→ **AIM**
Please rewrite all of the items below as a numbered list, leaving out any blank lines.

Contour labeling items
------------------------------------------------------------
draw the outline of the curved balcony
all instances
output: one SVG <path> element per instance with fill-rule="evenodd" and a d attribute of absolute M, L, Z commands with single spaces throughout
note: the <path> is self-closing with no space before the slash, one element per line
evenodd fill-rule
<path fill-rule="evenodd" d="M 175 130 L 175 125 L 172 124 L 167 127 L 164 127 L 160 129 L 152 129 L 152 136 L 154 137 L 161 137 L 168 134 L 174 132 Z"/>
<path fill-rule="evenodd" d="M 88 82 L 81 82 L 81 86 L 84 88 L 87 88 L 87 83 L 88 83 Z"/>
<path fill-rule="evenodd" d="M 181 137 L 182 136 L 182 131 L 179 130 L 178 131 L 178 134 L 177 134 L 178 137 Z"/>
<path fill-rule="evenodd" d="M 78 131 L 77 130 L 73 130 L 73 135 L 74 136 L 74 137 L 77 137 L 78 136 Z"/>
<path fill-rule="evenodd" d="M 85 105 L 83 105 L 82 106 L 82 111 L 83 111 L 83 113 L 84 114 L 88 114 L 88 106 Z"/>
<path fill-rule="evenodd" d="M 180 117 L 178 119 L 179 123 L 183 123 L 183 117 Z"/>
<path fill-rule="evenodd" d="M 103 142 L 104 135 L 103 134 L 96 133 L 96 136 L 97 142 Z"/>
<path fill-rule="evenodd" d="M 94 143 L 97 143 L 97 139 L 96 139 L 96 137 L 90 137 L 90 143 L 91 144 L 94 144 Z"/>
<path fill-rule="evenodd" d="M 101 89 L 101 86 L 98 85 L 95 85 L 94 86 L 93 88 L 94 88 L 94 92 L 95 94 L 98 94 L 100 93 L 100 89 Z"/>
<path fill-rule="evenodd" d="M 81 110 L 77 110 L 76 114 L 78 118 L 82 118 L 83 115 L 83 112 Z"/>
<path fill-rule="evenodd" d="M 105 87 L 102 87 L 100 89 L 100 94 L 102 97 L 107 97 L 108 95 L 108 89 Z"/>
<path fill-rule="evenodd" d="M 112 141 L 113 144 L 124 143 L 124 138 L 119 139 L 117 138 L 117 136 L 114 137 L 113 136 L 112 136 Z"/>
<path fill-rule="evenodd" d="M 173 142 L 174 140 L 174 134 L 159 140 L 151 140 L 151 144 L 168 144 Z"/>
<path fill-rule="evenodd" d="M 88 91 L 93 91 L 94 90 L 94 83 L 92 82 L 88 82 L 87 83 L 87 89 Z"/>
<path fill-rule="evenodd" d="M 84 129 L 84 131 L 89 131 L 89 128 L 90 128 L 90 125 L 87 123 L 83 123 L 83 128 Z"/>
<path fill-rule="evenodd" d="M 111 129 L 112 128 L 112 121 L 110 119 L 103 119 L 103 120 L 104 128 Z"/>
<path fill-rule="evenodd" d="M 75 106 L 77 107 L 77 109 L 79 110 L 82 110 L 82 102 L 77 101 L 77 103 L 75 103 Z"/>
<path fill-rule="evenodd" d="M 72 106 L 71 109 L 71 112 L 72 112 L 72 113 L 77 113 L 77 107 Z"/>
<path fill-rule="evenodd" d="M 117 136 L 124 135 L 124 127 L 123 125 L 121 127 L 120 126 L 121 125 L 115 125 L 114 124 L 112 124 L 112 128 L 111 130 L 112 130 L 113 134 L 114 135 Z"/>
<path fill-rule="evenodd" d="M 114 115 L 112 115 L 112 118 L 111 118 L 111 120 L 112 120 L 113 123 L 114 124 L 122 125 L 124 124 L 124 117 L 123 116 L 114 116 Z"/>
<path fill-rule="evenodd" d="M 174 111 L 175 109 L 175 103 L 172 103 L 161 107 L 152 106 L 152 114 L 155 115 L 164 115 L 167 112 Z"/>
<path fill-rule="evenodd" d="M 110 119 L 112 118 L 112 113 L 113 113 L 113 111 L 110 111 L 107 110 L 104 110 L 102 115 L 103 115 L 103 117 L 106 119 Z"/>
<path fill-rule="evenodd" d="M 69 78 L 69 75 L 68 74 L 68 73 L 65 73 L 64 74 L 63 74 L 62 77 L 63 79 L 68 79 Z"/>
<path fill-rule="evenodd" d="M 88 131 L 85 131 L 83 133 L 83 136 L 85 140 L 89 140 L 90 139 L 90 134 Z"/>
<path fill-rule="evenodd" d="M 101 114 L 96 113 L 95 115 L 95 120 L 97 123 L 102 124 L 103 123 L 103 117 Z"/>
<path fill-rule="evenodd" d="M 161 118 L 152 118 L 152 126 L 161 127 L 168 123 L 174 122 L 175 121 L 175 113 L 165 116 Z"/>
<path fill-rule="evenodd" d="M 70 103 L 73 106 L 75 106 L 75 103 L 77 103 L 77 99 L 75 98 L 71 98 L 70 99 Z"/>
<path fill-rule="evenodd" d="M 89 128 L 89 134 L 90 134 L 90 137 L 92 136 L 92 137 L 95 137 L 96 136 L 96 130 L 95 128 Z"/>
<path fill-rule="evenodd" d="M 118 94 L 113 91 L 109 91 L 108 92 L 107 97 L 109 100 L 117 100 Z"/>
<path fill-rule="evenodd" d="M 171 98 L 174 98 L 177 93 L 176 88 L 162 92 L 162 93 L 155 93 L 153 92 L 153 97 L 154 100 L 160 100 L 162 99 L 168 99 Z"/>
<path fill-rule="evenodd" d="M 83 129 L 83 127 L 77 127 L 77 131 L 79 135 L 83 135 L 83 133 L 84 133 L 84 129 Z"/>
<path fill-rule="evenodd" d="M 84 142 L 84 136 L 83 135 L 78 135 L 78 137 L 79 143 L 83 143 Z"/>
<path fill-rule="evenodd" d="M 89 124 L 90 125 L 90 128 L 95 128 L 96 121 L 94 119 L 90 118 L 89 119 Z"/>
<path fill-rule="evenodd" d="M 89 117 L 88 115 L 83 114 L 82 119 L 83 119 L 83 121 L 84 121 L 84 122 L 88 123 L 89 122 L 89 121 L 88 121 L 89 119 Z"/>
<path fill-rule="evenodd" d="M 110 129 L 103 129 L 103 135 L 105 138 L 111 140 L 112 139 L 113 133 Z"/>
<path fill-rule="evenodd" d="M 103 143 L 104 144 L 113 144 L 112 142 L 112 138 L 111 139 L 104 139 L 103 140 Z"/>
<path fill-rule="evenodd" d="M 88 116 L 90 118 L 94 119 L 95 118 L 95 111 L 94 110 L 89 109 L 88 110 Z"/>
------------------------------------------------------------
→ **COMPLETE OUTPUT**
1. draw the outline of the curved balcony
2. all instances
3. output: one SVG <path> element per instance with fill-rule="evenodd" and a d attribute of absolute M, L, Z commands with single spaces throughout
4. note: the <path> is self-closing with no space before the slash, one element per line
5. evenodd fill-rule
6. <path fill-rule="evenodd" d="M 175 130 L 175 125 L 172 124 L 167 127 L 164 127 L 160 129 L 152 129 L 152 136 L 154 137 L 161 137 L 168 134 L 174 132 Z"/>
7. <path fill-rule="evenodd" d="M 88 82 L 81 82 L 81 86 L 84 88 L 87 88 L 87 83 L 88 83 Z"/>
8. <path fill-rule="evenodd" d="M 181 137 L 182 136 L 182 131 L 179 130 L 178 131 L 178 134 L 177 134 L 178 137 Z"/>
9. <path fill-rule="evenodd" d="M 78 131 L 77 130 L 73 130 L 73 135 L 74 136 L 74 137 L 77 137 L 78 136 Z"/>
10. <path fill-rule="evenodd" d="M 85 105 L 83 105 L 82 106 L 82 111 L 83 111 L 83 113 L 84 114 L 88 114 L 88 106 Z"/>
11. <path fill-rule="evenodd" d="M 180 117 L 178 119 L 179 123 L 183 123 L 183 117 Z"/>
12. <path fill-rule="evenodd" d="M 103 142 L 104 135 L 103 134 L 96 133 L 96 136 L 97 142 Z"/>
13. <path fill-rule="evenodd" d="M 94 143 L 97 143 L 97 139 L 96 139 L 96 137 L 90 137 L 90 143 L 91 144 L 94 144 Z"/>
14. <path fill-rule="evenodd" d="M 101 89 L 101 86 L 98 85 L 95 85 L 94 86 L 93 88 L 94 88 L 94 92 L 95 94 L 98 94 L 100 93 L 100 89 Z"/>
15. <path fill-rule="evenodd" d="M 81 110 L 77 110 L 76 114 L 78 118 L 82 118 L 83 115 L 83 112 Z"/>
16. <path fill-rule="evenodd" d="M 105 87 L 102 87 L 100 89 L 100 94 L 102 97 L 107 97 L 108 95 L 108 89 Z"/>
17. <path fill-rule="evenodd" d="M 112 141 L 113 144 L 124 143 L 124 138 L 119 139 L 117 138 L 117 136 L 114 137 L 113 136 L 112 136 Z"/>
18. <path fill-rule="evenodd" d="M 173 142 L 174 140 L 174 134 L 159 140 L 151 140 L 151 144 L 168 144 Z"/>
19. <path fill-rule="evenodd" d="M 88 91 L 93 91 L 94 90 L 94 83 L 92 82 L 88 82 L 87 83 L 87 89 Z"/>
20. <path fill-rule="evenodd" d="M 84 129 L 84 131 L 89 131 L 89 128 L 90 128 L 90 125 L 87 123 L 83 123 L 83 128 Z"/>
21. <path fill-rule="evenodd" d="M 111 129 L 112 128 L 112 121 L 110 119 L 103 119 L 103 120 L 104 128 Z"/>
22. <path fill-rule="evenodd" d="M 75 106 L 77 107 L 77 109 L 79 110 L 82 110 L 82 102 L 77 101 L 77 103 L 75 103 Z"/>
23. <path fill-rule="evenodd" d="M 72 106 L 71 109 L 71 112 L 72 112 L 72 113 L 77 113 L 77 107 Z"/>
24. <path fill-rule="evenodd" d="M 117 136 L 124 135 L 124 127 L 123 125 L 121 127 L 120 126 L 121 125 L 115 125 L 114 124 L 112 124 L 112 128 L 111 130 L 112 130 L 113 134 L 114 135 Z"/>
25. <path fill-rule="evenodd" d="M 114 115 L 112 115 L 112 118 L 111 118 L 111 120 L 112 120 L 113 123 L 114 124 L 122 125 L 124 124 L 124 117 L 123 116 L 114 116 Z"/>
26. <path fill-rule="evenodd" d="M 174 111 L 175 109 L 175 103 L 172 103 L 161 107 L 152 106 L 152 114 L 155 115 L 164 115 L 167 112 Z"/>
27. <path fill-rule="evenodd" d="M 110 119 L 112 118 L 112 113 L 113 113 L 113 111 L 110 111 L 107 110 L 104 110 L 102 115 L 103 115 L 103 117 L 106 119 Z"/>
28. <path fill-rule="evenodd" d="M 69 78 L 69 75 L 68 74 L 68 73 L 65 73 L 64 74 L 63 74 L 62 77 L 63 79 L 68 79 Z"/>
29. <path fill-rule="evenodd" d="M 88 131 L 85 131 L 83 133 L 83 136 L 85 140 L 89 140 L 90 139 L 90 134 Z"/>
30. <path fill-rule="evenodd" d="M 101 114 L 96 113 L 95 115 L 95 120 L 97 123 L 102 124 L 103 123 L 103 117 Z"/>
31. <path fill-rule="evenodd" d="M 161 118 L 152 118 L 152 126 L 161 127 L 168 123 L 174 122 L 175 121 L 175 113 L 165 116 Z"/>
32. <path fill-rule="evenodd" d="M 70 103 L 73 106 L 75 106 L 75 103 L 77 103 L 77 99 L 75 98 L 71 98 L 70 99 Z"/>
33. <path fill-rule="evenodd" d="M 89 128 L 89 134 L 90 134 L 90 137 L 92 136 L 92 137 L 95 137 L 96 136 L 96 130 L 95 128 Z"/>
34. <path fill-rule="evenodd" d="M 118 94 L 113 91 L 109 91 L 108 92 L 107 97 L 109 100 L 117 100 Z"/>
35. <path fill-rule="evenodd" d="M 171 98 L 174 98 L 177 93 L 176 88 L 162 92 L 162 93 L 155 93 L 153 92 L 153 97 L 154 100 L 160 100 L 162 99 L 168 99 Z"/>
36. <path fill-rule="evenodd" d="M 83 129 L 83 127 L 77 127 L 77 131 L 79 135 L 83 135 L 83 133 L 84 133 L 84 129 Z"/>
37. <path fill-rule="evenodd" d="M 84 142 L 84 136 L 83 135 L 78 135 L 78 137 L 79 143 L 83 143 Z"/>
38. <path fill-rule="evenodd" d="M 89 124 L 90 125 L 90 128 L 95 128 L 96 121 L 94 119 L 90 118 L 89 119 Z"/>
39. <path fill-rule="evenodd" d="M 89 117 L 88 115 L 83 114 L 82 119 L 83 119 L 83 121 L 84 121 L 84 122 L 88 123 L 89 122 L 89 121 L 88 121 L 89 119 Z"/>
40. <path fill-rule="evenodd" d="M 110 129 L 103 129 L 103 135 L 105 138 L 111 140 L 112 139 L 113 133 Z"/>
41. <path fill-rule="evenodd" d="M 103 143 L 104 144 L 113 144 L 112 142 L 112 138 L 111 139 L 104 139 L 103 140 Z"/>
42. <path fill-rule="evenodd" d="M 88 116 L 90 118 L 94 119 L 95 118 L 95 111 L 94 110 L 89 109 L 88 110 Z"/>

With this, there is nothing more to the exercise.